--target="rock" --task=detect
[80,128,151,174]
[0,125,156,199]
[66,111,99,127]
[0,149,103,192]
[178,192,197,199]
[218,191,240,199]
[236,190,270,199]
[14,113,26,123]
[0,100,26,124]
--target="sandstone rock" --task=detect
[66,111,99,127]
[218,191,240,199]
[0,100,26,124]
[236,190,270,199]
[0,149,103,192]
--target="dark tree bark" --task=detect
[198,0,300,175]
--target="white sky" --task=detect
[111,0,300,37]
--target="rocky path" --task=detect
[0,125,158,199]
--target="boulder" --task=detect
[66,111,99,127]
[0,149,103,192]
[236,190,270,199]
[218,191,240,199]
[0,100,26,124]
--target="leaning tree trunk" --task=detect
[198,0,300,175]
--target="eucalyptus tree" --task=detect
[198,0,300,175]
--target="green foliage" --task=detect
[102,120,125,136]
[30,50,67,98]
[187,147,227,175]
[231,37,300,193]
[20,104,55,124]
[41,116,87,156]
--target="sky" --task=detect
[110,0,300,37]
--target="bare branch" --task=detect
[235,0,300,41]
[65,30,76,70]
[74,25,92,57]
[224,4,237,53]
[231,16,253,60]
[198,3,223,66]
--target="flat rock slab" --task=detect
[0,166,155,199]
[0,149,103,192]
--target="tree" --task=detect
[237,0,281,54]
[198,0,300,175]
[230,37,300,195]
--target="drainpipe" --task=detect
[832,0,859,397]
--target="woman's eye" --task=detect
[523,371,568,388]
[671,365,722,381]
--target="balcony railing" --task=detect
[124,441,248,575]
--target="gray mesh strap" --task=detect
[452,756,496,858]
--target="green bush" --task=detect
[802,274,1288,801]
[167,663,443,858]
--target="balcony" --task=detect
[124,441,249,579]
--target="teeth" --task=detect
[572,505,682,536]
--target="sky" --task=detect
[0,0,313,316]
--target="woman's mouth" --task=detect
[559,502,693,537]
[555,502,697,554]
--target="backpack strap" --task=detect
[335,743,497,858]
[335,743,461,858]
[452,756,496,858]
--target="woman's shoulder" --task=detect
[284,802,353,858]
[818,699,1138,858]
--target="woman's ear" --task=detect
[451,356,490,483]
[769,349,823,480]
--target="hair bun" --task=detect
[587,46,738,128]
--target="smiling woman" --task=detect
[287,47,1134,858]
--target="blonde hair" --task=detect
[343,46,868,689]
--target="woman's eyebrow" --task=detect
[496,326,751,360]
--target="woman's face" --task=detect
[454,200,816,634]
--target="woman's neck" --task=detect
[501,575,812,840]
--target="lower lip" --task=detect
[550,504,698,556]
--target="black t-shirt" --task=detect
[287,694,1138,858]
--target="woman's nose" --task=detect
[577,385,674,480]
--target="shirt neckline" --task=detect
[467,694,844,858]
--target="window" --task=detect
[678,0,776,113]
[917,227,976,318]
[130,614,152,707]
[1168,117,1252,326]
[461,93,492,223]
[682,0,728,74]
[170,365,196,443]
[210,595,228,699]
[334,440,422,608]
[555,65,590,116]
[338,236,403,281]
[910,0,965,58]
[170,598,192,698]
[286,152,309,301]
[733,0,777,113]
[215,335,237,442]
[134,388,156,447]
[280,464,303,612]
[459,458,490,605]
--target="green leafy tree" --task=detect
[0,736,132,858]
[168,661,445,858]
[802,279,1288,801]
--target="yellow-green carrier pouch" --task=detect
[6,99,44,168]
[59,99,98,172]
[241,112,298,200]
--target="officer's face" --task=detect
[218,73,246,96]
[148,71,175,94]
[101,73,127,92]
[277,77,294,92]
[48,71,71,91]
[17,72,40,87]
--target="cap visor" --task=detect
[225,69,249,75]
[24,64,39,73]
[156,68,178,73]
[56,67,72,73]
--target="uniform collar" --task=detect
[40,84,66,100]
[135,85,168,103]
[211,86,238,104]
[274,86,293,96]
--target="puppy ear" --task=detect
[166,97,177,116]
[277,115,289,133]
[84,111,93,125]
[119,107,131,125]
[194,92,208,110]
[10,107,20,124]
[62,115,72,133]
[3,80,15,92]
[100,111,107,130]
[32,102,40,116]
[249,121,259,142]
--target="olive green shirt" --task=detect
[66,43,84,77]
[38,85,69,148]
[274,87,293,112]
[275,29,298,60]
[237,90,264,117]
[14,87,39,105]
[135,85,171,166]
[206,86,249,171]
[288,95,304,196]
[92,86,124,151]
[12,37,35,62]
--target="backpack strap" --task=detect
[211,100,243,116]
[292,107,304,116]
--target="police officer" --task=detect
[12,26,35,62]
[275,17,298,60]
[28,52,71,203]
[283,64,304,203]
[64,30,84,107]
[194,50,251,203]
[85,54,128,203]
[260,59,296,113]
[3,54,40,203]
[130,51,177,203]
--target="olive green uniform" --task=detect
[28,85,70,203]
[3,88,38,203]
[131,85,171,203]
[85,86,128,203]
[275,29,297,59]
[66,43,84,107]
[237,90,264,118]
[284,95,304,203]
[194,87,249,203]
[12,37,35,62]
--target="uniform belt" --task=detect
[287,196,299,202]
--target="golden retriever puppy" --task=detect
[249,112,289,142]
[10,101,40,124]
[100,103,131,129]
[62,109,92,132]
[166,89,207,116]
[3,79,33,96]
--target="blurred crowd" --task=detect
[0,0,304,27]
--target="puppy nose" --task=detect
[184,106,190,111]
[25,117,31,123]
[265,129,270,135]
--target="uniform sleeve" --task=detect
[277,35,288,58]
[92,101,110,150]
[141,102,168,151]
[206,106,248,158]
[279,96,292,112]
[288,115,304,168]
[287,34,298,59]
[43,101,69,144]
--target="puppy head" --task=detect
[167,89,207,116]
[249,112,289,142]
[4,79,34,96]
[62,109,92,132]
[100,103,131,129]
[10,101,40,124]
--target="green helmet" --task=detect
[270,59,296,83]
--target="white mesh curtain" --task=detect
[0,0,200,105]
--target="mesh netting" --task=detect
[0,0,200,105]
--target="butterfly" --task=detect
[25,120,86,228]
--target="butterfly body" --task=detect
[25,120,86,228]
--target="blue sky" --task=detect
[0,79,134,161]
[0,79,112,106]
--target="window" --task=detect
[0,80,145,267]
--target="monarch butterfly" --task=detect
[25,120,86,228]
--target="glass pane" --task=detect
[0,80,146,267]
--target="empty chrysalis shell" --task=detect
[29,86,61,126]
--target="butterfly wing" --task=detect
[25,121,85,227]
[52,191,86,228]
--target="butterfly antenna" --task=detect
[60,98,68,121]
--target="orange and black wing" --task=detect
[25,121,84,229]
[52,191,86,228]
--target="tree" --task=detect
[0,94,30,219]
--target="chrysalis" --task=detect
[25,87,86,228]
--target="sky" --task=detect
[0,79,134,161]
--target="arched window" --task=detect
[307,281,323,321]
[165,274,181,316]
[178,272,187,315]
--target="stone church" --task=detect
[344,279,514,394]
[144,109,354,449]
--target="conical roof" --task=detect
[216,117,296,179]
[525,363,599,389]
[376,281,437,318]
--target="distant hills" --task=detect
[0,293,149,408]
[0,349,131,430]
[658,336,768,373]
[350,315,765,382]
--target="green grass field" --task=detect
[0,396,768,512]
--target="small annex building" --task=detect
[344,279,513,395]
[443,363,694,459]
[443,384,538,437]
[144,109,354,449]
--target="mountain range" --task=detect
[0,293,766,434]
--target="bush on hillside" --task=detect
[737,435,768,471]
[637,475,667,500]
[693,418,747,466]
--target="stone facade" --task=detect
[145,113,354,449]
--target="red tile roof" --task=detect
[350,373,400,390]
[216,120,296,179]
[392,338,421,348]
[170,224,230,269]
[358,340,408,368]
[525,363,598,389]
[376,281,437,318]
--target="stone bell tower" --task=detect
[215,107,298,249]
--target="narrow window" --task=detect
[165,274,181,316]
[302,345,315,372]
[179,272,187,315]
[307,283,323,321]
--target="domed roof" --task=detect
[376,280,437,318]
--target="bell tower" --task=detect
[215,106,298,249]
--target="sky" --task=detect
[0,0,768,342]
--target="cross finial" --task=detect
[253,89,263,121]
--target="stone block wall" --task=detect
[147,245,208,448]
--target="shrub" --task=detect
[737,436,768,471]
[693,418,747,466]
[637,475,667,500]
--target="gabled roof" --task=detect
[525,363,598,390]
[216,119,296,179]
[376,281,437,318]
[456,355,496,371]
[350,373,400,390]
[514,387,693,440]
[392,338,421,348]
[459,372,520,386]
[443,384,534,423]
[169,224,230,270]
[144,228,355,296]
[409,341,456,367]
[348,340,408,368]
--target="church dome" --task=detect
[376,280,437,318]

———

Please work out how many lines of the records contain the string "balcony", with case counting, and give only that number.

2